[START OF PROVIDED RECORDS]

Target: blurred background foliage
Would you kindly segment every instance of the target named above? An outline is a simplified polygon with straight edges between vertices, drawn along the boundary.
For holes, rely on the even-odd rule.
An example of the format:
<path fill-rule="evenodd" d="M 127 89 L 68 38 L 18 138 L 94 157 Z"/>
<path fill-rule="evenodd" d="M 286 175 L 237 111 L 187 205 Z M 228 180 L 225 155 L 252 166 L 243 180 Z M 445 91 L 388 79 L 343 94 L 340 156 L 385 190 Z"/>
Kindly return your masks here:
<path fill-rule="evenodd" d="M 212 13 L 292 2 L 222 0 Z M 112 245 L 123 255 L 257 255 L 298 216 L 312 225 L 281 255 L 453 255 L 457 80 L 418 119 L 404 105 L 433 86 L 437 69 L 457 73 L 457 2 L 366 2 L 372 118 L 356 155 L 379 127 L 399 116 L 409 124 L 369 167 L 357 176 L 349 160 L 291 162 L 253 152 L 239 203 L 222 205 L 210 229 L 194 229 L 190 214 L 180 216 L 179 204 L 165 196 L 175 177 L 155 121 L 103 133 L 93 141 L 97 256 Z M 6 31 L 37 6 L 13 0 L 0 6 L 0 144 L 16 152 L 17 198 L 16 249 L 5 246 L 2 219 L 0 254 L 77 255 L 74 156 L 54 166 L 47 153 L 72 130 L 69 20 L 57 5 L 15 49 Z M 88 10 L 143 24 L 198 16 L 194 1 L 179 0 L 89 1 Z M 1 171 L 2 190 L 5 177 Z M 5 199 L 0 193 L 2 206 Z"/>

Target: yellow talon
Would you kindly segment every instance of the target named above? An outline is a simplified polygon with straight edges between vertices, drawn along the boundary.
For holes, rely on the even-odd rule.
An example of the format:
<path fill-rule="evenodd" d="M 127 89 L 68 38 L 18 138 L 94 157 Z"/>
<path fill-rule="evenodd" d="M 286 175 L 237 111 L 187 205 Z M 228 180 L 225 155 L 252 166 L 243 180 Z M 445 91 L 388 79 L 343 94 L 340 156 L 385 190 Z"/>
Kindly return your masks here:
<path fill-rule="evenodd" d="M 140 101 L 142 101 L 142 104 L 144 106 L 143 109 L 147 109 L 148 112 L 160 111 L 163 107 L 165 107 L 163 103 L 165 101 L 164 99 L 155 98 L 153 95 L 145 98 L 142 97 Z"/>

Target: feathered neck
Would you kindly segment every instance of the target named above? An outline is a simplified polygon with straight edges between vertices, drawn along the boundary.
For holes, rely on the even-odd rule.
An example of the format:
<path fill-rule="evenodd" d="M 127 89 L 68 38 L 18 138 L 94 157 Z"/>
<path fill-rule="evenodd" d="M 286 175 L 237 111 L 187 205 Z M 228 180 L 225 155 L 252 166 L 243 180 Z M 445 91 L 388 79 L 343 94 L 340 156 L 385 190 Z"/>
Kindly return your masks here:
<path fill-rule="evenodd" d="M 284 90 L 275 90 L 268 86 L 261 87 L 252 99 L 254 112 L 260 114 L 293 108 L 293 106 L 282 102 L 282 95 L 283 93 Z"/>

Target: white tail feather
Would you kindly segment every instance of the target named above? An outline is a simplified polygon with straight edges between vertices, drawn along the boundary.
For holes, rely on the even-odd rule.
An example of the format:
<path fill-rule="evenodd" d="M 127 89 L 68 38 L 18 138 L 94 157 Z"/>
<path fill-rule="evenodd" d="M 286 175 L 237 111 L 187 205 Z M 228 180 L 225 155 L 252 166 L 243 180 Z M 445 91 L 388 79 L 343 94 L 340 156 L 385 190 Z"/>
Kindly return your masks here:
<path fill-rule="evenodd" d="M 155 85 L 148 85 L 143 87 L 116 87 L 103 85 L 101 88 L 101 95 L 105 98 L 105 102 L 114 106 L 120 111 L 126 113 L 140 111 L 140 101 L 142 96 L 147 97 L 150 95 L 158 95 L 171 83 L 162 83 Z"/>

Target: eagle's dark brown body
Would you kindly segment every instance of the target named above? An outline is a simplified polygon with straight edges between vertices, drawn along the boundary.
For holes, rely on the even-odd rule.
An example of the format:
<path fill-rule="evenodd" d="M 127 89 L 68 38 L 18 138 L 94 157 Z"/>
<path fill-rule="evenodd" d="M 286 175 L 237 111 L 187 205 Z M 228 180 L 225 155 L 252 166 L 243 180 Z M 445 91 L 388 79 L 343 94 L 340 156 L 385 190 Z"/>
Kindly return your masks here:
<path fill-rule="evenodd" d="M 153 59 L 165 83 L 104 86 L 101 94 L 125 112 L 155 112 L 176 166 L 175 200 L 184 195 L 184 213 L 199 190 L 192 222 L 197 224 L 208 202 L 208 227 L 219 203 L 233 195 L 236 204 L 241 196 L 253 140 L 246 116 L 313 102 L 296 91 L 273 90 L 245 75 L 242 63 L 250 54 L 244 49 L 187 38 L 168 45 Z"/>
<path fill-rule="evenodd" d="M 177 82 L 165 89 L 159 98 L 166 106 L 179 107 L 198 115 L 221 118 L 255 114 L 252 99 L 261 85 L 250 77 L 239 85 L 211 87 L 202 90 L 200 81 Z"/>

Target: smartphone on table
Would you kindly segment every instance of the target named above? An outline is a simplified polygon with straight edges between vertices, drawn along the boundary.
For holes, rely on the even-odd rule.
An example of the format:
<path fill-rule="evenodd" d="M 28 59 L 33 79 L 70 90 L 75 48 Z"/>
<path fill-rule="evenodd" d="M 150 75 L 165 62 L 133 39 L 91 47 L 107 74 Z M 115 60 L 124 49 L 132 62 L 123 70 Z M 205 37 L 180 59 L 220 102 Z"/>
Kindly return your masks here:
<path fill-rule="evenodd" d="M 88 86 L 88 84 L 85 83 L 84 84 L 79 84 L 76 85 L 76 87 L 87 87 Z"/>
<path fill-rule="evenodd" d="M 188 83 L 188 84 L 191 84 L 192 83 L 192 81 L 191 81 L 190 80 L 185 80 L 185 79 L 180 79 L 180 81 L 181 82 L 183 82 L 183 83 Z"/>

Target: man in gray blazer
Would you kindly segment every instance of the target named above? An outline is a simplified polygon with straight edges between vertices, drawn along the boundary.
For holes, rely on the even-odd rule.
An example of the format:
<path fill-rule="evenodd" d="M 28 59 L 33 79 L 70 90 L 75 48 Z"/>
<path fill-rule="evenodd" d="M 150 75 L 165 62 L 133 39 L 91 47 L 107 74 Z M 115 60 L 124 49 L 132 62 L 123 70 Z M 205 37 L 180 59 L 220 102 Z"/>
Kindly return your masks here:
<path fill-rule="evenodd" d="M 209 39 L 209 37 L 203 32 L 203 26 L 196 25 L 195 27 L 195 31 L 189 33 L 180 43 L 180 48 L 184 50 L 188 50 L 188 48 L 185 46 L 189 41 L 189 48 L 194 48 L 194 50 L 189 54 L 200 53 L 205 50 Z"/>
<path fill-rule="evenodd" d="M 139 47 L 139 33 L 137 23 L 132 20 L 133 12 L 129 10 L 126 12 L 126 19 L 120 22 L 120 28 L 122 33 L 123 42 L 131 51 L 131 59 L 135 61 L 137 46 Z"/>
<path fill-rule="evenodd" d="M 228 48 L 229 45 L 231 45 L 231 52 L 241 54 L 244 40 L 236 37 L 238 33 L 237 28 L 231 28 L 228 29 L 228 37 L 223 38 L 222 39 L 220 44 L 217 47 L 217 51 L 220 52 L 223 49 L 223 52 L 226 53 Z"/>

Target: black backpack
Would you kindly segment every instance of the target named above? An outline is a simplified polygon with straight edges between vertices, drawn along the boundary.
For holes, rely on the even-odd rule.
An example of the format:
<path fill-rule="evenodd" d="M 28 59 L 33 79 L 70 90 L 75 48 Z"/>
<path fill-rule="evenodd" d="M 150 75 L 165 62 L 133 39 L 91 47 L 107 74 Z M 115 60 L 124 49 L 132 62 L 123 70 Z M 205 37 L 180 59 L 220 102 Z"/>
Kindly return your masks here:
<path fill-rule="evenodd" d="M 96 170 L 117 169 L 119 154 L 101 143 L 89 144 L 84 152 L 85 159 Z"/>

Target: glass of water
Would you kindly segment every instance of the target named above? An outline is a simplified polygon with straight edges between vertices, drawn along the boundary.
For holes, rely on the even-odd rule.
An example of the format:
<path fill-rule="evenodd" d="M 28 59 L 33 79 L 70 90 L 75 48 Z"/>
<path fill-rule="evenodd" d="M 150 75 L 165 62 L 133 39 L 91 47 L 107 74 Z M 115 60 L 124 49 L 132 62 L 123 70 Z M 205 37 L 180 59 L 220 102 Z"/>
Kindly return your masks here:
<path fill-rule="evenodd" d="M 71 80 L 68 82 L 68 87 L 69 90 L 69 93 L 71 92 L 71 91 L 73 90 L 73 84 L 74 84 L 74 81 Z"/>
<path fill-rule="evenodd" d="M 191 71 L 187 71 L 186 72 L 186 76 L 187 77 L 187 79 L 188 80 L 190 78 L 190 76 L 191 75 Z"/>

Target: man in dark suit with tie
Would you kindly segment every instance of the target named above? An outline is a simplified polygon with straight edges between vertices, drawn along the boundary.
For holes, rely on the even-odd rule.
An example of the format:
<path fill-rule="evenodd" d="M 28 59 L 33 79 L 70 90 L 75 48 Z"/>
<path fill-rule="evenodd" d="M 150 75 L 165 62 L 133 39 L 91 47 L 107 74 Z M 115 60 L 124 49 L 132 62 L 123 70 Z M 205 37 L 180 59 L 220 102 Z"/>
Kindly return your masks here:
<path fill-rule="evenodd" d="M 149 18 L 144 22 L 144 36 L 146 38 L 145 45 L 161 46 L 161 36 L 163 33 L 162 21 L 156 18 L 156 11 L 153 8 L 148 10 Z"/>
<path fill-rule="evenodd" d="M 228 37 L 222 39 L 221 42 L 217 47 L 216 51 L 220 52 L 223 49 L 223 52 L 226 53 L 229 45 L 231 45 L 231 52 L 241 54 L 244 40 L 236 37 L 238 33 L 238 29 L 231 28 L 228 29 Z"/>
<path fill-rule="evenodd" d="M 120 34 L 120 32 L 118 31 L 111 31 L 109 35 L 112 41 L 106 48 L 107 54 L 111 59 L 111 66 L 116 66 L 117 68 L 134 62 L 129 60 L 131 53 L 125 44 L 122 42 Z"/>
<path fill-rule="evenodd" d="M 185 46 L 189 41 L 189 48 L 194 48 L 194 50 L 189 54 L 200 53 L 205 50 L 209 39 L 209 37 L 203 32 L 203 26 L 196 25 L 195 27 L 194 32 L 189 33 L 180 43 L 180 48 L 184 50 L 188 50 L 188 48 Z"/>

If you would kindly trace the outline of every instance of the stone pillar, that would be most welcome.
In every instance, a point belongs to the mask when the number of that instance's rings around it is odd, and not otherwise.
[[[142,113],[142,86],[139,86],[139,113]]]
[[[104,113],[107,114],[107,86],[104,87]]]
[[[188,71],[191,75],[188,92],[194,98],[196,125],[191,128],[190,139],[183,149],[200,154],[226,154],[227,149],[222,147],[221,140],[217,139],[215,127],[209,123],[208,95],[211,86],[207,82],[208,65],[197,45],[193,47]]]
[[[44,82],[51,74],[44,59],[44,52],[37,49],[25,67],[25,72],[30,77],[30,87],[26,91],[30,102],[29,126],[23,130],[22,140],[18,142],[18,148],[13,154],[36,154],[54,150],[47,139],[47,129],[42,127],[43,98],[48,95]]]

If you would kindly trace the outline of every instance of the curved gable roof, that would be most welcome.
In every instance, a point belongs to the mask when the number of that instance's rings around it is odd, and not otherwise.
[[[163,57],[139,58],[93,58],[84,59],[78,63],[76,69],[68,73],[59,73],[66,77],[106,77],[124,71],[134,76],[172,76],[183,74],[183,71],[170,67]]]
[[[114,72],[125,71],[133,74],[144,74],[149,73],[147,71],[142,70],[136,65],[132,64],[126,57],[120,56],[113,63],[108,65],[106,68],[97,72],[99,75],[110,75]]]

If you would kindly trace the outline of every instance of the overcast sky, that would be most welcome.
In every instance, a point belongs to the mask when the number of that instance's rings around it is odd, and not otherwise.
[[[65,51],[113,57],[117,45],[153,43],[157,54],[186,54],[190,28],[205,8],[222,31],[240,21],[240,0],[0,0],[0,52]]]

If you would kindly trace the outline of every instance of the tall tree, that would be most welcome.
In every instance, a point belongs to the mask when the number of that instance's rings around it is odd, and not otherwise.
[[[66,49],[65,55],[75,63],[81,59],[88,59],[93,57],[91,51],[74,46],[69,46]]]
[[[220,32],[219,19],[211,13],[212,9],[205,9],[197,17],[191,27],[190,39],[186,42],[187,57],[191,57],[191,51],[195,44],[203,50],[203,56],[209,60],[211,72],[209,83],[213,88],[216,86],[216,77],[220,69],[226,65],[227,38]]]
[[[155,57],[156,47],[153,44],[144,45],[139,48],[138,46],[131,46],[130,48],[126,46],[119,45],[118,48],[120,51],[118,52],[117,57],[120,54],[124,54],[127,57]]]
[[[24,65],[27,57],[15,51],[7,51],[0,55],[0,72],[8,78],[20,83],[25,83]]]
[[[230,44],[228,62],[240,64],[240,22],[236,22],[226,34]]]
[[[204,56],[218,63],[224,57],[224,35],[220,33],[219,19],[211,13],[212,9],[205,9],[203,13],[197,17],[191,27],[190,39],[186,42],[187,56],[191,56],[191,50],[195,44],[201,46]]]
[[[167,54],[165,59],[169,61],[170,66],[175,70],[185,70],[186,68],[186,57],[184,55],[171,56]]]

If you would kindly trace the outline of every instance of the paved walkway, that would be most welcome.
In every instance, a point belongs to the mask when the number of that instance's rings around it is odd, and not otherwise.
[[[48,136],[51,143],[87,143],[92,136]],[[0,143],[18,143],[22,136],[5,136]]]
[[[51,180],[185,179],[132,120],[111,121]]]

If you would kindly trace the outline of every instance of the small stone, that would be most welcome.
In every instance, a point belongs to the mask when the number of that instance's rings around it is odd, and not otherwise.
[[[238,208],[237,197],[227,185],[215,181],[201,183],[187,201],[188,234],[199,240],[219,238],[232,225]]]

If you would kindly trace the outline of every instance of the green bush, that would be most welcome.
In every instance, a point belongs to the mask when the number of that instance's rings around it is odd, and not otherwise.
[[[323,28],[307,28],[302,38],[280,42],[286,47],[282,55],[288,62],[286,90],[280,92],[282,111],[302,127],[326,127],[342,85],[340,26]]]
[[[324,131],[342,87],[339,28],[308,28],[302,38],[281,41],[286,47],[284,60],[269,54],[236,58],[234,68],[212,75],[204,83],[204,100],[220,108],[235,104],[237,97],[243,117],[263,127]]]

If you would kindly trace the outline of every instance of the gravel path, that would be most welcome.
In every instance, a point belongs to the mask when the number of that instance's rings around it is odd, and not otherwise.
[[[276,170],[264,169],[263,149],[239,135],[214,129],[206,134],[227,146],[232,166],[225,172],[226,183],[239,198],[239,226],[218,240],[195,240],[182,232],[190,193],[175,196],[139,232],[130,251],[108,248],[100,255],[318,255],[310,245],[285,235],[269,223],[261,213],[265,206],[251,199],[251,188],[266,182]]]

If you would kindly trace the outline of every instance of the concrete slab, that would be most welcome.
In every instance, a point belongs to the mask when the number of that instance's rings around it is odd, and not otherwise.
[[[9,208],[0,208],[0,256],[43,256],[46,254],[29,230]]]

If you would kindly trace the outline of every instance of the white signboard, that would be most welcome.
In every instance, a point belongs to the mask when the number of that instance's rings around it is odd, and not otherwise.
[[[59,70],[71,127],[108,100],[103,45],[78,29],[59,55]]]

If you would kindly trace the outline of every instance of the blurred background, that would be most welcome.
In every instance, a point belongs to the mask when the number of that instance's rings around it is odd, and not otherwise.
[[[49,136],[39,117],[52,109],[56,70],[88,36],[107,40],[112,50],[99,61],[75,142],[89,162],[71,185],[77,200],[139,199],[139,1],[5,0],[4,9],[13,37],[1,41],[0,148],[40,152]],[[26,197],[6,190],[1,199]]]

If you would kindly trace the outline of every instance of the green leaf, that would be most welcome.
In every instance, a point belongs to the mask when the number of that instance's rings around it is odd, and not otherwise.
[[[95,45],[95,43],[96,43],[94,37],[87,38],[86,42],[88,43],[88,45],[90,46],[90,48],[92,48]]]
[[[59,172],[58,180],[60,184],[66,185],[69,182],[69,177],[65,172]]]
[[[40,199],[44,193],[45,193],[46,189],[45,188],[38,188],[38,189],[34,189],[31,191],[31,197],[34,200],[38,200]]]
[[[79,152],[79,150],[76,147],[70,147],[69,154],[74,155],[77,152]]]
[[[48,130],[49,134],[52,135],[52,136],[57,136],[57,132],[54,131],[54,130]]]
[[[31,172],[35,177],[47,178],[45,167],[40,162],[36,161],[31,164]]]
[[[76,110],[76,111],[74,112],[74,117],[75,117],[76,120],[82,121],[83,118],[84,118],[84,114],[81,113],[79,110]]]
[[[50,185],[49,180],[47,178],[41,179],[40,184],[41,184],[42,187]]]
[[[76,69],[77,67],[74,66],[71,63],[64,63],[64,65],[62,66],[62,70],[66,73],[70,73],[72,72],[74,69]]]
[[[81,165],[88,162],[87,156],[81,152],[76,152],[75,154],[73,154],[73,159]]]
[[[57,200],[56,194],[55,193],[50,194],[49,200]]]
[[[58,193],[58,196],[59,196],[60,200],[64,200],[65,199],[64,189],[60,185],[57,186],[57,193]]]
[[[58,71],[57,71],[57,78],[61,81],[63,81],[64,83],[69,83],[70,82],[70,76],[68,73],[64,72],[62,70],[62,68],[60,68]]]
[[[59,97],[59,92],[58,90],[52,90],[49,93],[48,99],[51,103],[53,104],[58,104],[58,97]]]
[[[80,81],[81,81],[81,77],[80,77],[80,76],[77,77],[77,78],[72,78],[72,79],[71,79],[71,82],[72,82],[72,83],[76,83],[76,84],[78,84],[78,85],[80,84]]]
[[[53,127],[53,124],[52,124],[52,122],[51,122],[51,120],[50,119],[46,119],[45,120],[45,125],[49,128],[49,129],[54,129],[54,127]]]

[END OF PROVIDED RECORDS]

Please rewrite the items between the line holding "slab, that would be most welcome." and the line holding "[[[59,70],[71,127],[108,100],[103,45],[78,29],[59,55]]]", inclusive, with "outline" replaced by "contour" and nothing else changed.

▸ RESPONSE TO THIS EXERCISE:
If you would kindly trace the contour of every instance of the concrete slab, that would be most welcome.
In every instance, a point belongs to the mask when the number of that instance's rings around it is odd, and not otherwise.
[[[9,208],[0,208],[0,256],[43,256],[46,254],[29,230]]]

If you would kindly trace the contour of every instance of the white signboard, that would be most welcome.
In every instance, a point belongs to the mask when the number of that instance's rings around it is odd, and not otherwise.
[[[59,70],[71,127],[108,100],[103,45],[78,29],[59,55]]]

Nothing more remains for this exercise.